:: Provided material

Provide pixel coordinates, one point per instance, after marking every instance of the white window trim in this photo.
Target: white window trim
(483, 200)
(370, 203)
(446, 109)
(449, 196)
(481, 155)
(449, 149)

::::

◆ **Stated problem**
Each line of the listing should be copied exactly.

◆ **The solution**
Provide pixel coordinates, one point per instance, after marking every instance of the white window trim in this photo.
Target: white window trim
(483, 200)
(370, 203)
(446, 109)
(449, 196)
(481, 155)
(449, 149)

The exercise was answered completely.